___ Исследуемый текст

В таком масштабе творчество Гончаровой в послереволюционной России представлено впервые. Задуманная в начале 1980‐х, к столетию художницы, выставка была запрещена. Двадцать лет пошли ей явно на пользу. Консолидация двадцати двух отечественных музеев дала костяк, но вклад кельнского музея Людвига и нью-йоркского музея Гуггенхайма дополнил картину. На выставку привезли редчайшие вещи, среди которых лучистские «Кошки» из собрания Гуггенхайма, которые практически никогда не покидают Нью-Йорк. Среди открытий выставки – огромный задник к спектаклю «Золотой петушок», купленный в 1960‐х годах кельнской галереей Гмуржинской и выставляемый впервые. Выставка была бы безукоризненно полной, если бы на ней оказались и вещи из собрания Центра Помпиду, на сегодняшний день крупнейшего хранилища работ Гончаровой на Западе. Однако музей предпочел не давать их в Россию. История с завещанием вдовы Ларионова Томилиной, по которому в Россию должны были попасть все вещи из ее собрания, но Францией передана была лишь часть, по-видимому, заставляет французов быть осторожными.

______

Попробуйте сами
Напишите продолжение текста о выставке Гончаровой, начиная сразу после его последнего предложения. Эти записи взяты из другого источника.

___ Данные для анализа

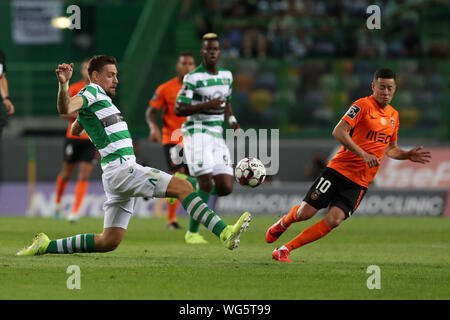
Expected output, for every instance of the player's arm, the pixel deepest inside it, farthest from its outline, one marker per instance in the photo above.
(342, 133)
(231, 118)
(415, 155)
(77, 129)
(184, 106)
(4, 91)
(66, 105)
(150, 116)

______
___ Данные для анализа

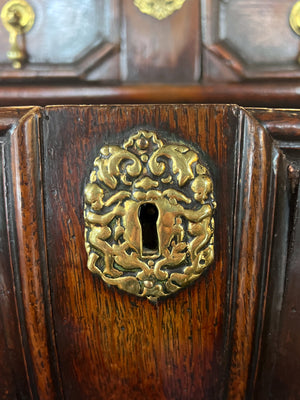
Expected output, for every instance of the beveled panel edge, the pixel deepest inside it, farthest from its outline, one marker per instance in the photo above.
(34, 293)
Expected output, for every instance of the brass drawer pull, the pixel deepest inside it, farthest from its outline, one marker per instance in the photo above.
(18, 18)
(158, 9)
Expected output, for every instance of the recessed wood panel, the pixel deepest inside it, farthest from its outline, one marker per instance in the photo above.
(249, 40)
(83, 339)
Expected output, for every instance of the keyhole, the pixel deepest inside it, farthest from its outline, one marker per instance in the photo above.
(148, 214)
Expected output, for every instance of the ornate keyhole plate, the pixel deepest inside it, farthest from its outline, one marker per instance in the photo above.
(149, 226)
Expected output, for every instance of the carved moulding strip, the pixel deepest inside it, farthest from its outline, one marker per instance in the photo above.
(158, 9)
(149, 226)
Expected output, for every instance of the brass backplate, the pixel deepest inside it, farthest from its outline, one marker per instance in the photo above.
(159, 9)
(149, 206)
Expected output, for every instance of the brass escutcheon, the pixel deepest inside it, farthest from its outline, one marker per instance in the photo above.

______
___ Данные для анализа

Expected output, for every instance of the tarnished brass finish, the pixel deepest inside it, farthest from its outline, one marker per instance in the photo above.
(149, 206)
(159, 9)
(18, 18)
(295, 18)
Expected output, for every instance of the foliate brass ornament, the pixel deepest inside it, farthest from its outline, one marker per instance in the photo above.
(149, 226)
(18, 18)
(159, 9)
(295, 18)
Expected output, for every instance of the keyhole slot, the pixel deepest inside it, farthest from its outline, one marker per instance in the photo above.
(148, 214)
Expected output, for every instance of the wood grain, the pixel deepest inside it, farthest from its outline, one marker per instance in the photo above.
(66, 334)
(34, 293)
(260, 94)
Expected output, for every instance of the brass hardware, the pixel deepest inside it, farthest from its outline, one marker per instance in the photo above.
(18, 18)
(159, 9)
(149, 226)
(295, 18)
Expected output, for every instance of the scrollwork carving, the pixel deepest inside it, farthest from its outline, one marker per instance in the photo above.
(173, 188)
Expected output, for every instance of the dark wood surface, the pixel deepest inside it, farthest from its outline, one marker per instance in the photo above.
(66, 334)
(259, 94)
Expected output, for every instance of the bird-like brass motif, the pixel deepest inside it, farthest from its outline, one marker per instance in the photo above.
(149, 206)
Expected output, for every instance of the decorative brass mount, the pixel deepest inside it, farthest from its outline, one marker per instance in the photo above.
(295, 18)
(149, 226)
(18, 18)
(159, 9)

______

Ответ ниже
Такой художницу видели зрители московской и петербургской персональных выставок Гончаровой 1913–1914 годов. Именно такая вызывала поклонение и смуту, о такой писали все газеты, такую таскали по судам и диспутам. Вообще-то о Гончаровой писали многие, и среди них почтенные искусствоведы – от Якова Тугендхольда и Абрама Эфроса до Глеба Поспелова и Джона Боулта. Но никто не сказал о ней острее и тоньше, чем Марина Цветаева: «Гончарова не в двоюродную бабку пошла, а в сводного деда. Гончарова вместе с Пушкиным смело может сказать: „Я сама народ“». Сама Гончарова говорила мало – сохранились ее письма, но лучшие ее слова мы встречаем у той же Цветаевой: «хотела на Восток, попала на Запад…».